WORK INSTRUCTIONS: Transcribe the listing below word for word, from the line with "target | dark navy trousers" through its last line, both included, and leave the pictures out of your answer.
##### DATA SHOWN #####
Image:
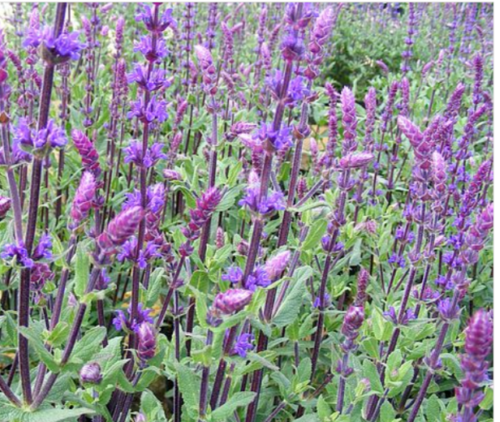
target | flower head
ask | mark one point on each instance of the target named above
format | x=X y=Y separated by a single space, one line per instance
x=146 y=338
x=244 y=344
x=231 y=301
x=84 y=198
x=4 y=205
x=91 y=373
x=87 y=151
x=276 y=265
x=120 y=229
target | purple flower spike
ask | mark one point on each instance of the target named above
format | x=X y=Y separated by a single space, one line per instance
x=439 y=171
x=352 y=321
x=322 y=30
x=244 y=344
x=276 y=265
x=91 y=373
x=146 y=337
x=478 y=341
x=19 y=252
x=120 y=229
x=84 y=198
x=363 y=280
x=231 y=301
x=87 y=151
x=349 y=120
x=4 y=205
x=353 y=161
x=233 y=274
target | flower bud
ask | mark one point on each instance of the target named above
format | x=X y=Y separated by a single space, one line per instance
x=146 y=337
x=4 y=205
x=91 y=373
x=231 y=301
x=276 y=265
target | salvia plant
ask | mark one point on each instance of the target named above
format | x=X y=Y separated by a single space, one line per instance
x=246 y=212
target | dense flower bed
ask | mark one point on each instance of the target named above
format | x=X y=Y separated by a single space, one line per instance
x=246 y=212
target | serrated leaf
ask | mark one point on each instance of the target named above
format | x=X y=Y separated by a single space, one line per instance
x=315 y=234
x=189 y=386
x=239 y=399
x=289 y=309
x=89 y=344
x=36 y=342
x=370 y=371
x=82 y=270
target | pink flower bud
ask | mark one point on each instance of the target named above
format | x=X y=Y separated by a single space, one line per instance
x=231 y=301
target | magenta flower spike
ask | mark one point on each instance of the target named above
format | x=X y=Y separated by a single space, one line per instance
x=231 y=301
x=84 y=198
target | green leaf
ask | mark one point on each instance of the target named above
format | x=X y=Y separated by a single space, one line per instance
x=315 y=234
x=228 y=200
x=387 y=413
x=487 y=402
x=58 y=335
x=14 y=414
x=370 y=371
x=189 y=385
x=323 y=408
x=36 y=342
x=82 y=271
x=239 y=399
x=88 y=345
x=152 y=407
x=433 y=408
x=289 y=309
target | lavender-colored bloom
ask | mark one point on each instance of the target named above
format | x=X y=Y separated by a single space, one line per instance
x=159 y=25
x=382 y=66
x=243 y=344
x=4 y=205
x=397 y=260
x=18 y=252
x=322 y=30
x=205 y=207
x=44 y=248
x=258 y=278
x=478 y=342
x=407 y=316
x=152 y=54
x=155 y=110
x=326 y=301
x=146 y=339
x=149 y=81
x=276 y=265
x=363 y=279
x=297 y=90
x=231 y=301
x=140 y=417
x=91 y=373
x=123 y=322
x=292 y=46
x=447 y=310
x=349 y=120
x=39 y=141
x=353 y=161
x=66 y=46
x=87 y=151
x=133 y=154
x=353 y=320
x=281 y=139
x=438 y=172
x=84 y=199
x=233 y=274
x=120 y=229
x=40 y=274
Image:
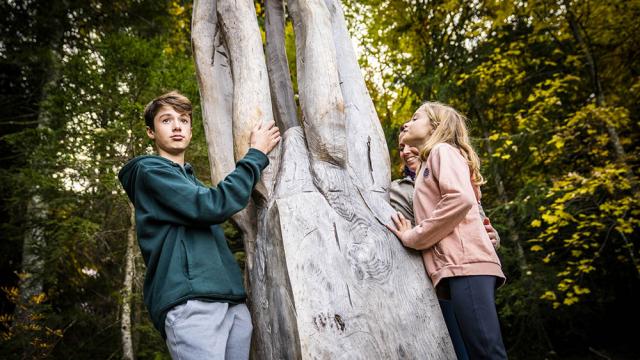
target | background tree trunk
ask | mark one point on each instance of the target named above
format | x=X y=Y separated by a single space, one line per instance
x=326 y=279
x=127 y=288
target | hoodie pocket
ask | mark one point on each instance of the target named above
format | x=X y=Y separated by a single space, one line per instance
x=186 y=257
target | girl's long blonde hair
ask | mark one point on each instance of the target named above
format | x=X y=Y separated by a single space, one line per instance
x=449 y=127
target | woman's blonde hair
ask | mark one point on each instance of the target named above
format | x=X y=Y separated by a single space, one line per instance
x=449 y=127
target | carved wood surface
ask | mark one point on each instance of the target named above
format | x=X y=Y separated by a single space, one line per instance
x=326 y=280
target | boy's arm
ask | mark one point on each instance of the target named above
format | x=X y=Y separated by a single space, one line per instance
x=452 y=174
x=179 y=201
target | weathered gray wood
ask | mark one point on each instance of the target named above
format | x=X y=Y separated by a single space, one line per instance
x=318 y=82
x=251 y=94
x=213 y=72
x=284 y=105
x=326 y=279
x=357 y=293
x=368 y=154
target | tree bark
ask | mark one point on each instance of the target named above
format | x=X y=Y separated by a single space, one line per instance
x=127 y=288
x=326 y=279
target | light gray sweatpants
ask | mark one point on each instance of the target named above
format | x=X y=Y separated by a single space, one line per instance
x=208 y=330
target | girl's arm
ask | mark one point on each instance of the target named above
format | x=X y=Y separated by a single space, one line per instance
x=450 y=171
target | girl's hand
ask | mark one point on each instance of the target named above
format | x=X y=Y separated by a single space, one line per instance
x=493 y=236
x=402 y=225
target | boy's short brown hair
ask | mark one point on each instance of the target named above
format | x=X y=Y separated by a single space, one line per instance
x=174 y=99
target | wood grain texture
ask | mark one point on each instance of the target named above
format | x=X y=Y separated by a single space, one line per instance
x=284 y=105
x=367 y=147
x=251 y=94
x=326 y=279
x=318 y=82
x=358 y=293
x=213 y=72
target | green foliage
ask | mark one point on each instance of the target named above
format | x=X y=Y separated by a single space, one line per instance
x=551 y=91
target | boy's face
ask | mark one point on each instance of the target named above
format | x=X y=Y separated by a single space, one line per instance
x=172 y=133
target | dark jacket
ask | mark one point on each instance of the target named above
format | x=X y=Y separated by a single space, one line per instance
x=184 y=249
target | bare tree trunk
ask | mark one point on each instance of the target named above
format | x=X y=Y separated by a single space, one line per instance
x=126 y=293
x=326 y=279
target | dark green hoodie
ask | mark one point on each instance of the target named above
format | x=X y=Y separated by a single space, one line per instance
x=184 y=249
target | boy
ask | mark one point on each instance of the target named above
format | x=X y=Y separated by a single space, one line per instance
x=193 y=286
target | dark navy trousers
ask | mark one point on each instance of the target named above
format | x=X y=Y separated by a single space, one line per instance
x=473 y=301
x=454 y=329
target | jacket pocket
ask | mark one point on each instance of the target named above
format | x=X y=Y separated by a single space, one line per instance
x=186 y=266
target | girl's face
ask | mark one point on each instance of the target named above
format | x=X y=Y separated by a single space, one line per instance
x=410 y=156
x=418 y=130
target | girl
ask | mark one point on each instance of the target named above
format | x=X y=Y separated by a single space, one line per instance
x=458 y=254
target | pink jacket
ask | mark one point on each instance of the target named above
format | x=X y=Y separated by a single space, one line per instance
x=449 y=229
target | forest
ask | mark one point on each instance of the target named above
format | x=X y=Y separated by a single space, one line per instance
x=551 y=90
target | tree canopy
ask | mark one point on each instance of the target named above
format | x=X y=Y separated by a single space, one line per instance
x=551 y=90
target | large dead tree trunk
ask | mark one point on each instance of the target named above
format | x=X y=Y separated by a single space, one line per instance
x=325 y=278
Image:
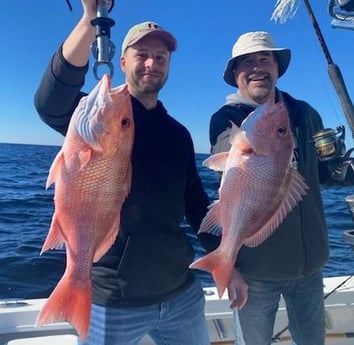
#####
EXERCISE OUTPUT:
target | dark navy trousers
ask | mark one point on each instance of the target named above
format | x=X y=Y separated by a single space, one line per instance
x=473 y=301
x=454 y=329
target | jacket pocket
ask | mark one point on each instance of the target named above
format | x=X y=Y separated by a single space, one line per instance
x=186 y=266
target | girl's face
ask | mark one point on each instance of the target named above
format | x=X y=Y separated by a single space, one line per instance
x=410 y=156
x=418 y=130
target | girl
ask | mark one point on each instance of the target named above
format | x=X y=Y separated by a single space, one line per instance
x=458 y=254
target | pink jacket
ask | mark one point on each instance of the target named above
format | x=X y=Y separated by a single space, one line per instance
x=449 y=229
target | forest
ask | mark one point on each instance of the target named above
format | x=X y=Y separated by a single space, one line per instance
x=551 y=90
target | tree canopy
ask | mark one point on each instance of the target named above
format | x=X y=Y separated by a single space, one line per instance
x=551 y=90
target | large dead tree trunk
ask | mark one point on each instance of the target named above
format | x=X y=Y separated by a single space, one line per instance
x=325 y=278
Image:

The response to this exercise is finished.